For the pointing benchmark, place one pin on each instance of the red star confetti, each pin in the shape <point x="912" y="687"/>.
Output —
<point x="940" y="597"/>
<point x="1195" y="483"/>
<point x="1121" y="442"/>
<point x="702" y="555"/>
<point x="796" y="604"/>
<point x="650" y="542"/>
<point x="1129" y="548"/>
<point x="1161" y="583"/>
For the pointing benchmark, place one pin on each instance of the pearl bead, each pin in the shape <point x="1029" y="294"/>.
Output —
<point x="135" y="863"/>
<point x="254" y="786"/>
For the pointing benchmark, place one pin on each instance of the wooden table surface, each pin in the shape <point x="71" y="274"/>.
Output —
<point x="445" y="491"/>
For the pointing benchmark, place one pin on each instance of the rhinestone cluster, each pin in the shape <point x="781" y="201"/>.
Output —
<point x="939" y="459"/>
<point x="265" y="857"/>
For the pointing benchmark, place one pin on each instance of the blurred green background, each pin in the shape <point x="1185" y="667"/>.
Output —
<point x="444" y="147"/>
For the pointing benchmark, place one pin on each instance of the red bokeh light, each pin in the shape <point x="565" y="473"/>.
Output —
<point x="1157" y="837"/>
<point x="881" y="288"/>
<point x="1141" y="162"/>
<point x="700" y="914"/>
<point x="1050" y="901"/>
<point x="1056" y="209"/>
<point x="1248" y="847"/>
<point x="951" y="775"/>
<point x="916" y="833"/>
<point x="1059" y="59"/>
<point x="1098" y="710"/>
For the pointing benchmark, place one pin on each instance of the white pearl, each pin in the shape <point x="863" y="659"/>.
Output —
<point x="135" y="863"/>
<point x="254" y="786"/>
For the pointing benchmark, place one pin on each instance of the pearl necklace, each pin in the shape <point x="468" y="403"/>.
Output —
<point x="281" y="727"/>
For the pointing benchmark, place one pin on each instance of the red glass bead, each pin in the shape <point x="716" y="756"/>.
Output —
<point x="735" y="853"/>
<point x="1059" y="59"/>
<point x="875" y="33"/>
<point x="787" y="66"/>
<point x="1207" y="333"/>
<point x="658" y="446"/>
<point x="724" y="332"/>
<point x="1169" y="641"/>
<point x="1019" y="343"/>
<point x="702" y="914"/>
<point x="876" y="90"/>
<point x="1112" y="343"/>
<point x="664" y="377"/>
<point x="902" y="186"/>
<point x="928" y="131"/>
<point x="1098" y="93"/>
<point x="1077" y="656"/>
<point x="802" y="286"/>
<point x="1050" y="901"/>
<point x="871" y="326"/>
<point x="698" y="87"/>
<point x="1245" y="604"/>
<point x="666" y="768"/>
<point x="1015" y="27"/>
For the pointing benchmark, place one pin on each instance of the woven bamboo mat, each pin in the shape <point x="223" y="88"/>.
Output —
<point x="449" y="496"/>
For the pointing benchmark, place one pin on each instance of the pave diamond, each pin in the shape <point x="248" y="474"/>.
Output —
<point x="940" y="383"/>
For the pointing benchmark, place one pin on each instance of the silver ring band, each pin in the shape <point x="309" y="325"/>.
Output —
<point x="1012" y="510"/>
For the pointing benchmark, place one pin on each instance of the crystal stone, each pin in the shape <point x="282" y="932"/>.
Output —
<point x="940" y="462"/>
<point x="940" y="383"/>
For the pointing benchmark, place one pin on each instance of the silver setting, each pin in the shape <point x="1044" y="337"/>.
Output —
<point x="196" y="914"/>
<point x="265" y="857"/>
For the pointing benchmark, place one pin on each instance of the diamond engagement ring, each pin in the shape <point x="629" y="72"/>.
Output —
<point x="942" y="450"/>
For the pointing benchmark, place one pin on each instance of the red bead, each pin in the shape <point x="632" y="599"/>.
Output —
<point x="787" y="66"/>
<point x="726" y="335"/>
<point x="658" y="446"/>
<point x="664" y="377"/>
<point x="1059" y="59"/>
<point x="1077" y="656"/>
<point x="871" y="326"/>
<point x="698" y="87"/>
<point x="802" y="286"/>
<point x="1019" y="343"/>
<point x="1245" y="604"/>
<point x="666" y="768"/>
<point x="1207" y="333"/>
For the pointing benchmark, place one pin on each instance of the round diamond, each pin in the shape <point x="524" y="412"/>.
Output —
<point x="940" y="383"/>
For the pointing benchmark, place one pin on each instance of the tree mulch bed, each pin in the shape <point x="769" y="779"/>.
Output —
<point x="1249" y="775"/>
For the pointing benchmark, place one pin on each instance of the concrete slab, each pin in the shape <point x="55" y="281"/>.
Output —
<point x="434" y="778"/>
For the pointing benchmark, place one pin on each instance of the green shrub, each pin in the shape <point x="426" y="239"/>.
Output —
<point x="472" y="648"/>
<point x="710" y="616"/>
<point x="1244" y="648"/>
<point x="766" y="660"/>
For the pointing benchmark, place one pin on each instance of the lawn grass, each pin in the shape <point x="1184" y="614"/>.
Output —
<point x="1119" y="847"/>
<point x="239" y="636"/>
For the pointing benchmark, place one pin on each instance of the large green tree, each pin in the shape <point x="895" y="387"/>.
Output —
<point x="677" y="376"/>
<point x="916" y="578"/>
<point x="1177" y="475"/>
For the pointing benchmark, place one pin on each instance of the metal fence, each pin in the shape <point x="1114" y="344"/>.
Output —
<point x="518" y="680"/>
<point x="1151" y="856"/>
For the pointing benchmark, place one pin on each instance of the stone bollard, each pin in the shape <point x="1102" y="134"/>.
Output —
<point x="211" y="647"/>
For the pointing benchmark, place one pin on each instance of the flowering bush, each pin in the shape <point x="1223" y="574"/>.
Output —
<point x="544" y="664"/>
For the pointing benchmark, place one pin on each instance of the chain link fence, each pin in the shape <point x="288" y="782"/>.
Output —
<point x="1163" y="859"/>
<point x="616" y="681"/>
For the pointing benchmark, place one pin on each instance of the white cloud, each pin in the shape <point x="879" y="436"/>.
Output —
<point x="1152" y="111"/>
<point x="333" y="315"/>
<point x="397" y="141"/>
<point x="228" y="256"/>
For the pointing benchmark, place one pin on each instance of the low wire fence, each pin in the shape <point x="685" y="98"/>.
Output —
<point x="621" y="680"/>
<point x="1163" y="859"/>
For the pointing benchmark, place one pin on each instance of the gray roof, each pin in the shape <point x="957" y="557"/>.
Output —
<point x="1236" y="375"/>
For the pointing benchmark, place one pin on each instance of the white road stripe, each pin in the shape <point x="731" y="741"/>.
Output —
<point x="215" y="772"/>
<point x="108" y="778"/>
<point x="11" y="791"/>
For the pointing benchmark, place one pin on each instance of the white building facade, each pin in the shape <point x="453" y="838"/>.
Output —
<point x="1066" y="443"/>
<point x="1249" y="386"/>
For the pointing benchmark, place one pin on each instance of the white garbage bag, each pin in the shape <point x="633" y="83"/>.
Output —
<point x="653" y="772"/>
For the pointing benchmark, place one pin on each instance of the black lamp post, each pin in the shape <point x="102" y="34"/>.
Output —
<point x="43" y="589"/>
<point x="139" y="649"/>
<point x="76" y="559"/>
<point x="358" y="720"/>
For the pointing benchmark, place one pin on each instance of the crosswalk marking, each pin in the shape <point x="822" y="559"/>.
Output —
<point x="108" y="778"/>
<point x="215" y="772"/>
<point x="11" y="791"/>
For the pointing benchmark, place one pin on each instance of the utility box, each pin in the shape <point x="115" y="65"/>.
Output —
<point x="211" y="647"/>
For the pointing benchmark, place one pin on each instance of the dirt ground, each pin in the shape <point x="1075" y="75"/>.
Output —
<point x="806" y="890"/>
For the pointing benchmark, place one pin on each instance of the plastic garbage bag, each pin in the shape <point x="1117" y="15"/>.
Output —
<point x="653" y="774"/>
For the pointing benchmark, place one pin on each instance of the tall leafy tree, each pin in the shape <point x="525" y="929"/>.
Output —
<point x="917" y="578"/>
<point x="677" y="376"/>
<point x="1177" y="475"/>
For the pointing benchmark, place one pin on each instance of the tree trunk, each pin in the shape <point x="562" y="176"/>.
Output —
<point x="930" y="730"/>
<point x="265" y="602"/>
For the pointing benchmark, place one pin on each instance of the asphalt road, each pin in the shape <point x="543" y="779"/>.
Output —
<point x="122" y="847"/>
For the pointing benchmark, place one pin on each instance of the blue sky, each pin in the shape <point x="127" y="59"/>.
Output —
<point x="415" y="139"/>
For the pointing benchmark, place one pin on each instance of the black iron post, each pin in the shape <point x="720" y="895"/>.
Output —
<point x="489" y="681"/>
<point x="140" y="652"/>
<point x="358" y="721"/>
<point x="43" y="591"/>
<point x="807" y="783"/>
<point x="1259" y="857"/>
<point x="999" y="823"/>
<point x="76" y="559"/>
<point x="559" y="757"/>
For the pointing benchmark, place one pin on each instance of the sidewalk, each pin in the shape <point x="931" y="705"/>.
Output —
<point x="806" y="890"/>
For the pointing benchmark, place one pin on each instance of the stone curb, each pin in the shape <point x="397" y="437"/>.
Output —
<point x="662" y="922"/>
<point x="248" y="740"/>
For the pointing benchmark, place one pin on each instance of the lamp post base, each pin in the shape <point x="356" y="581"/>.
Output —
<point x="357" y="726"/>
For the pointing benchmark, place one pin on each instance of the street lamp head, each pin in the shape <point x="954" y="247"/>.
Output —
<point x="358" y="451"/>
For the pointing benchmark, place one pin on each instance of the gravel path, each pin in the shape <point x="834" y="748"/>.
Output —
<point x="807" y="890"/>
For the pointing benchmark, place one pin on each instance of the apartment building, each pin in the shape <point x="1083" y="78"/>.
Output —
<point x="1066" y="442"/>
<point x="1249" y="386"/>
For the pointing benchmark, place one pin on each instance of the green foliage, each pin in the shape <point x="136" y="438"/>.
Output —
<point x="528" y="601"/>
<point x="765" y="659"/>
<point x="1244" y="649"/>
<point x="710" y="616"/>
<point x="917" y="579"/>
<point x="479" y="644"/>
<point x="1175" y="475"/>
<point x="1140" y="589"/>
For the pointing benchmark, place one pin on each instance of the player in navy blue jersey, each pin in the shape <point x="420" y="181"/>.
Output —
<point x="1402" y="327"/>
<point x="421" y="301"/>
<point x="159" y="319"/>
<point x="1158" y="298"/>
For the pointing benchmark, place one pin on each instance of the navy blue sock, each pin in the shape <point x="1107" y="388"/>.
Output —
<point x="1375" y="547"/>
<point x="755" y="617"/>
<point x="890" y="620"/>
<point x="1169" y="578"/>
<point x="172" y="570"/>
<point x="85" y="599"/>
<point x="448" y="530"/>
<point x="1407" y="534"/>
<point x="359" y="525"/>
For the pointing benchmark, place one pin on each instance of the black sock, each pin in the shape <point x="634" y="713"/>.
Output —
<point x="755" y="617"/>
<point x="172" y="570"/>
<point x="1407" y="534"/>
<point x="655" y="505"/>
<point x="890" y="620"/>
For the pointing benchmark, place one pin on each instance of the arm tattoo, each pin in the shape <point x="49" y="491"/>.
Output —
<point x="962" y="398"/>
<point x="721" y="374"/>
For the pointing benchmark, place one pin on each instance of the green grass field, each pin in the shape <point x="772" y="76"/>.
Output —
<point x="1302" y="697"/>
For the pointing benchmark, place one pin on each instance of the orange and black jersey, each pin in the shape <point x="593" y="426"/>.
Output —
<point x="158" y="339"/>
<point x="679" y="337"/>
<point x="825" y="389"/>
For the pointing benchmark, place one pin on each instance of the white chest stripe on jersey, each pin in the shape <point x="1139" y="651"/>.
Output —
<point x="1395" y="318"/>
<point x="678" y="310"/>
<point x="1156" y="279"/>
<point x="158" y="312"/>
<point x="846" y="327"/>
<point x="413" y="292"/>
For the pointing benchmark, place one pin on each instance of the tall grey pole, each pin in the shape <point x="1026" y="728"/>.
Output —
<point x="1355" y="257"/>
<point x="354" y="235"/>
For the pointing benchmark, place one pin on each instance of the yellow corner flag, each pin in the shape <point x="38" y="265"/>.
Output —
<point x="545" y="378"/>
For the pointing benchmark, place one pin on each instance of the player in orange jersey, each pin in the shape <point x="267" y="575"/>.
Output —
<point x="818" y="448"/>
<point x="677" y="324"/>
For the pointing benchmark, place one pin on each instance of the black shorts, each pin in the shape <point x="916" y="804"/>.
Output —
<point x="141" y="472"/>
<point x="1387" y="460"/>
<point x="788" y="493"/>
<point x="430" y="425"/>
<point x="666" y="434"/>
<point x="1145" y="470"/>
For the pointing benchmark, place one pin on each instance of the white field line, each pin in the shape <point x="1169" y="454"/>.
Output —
————————
Task objective: Nothing but the lines from the one with "of the yellow" through the end of the data above should be repeated, each exactly as it stands.

The answer:
For the pointing benchmark, place one pin on each instance of the yellow corner flag, each pin in the shape <point x="38" y="265"/>.
Output —
<point x="545" y="378"/>
For the pointing benchmark, place one pin on each instance of the player in orange jersey, each pin in the shape <point x="267" y="575"/>.
Output —
<point x="818" y="448"/>
<point x="677" y="324"/>
For the pointing benchmark, place one pin on each instance of the black shorts, each pin in the shape <point x="916" y="804"/>.
Output —
<point x="141" y="472"/>
<point x="1387" y="460"/>
<point x="788" y="493"/>
<point x="430" y="425"/>
<point x="666" y="434"/>
<point x="1145" y="470"/>
For the pointing benchmark, place one pin on each instance of the white field line, each pin in the shape <point x="1169" y="454"/>.
Output —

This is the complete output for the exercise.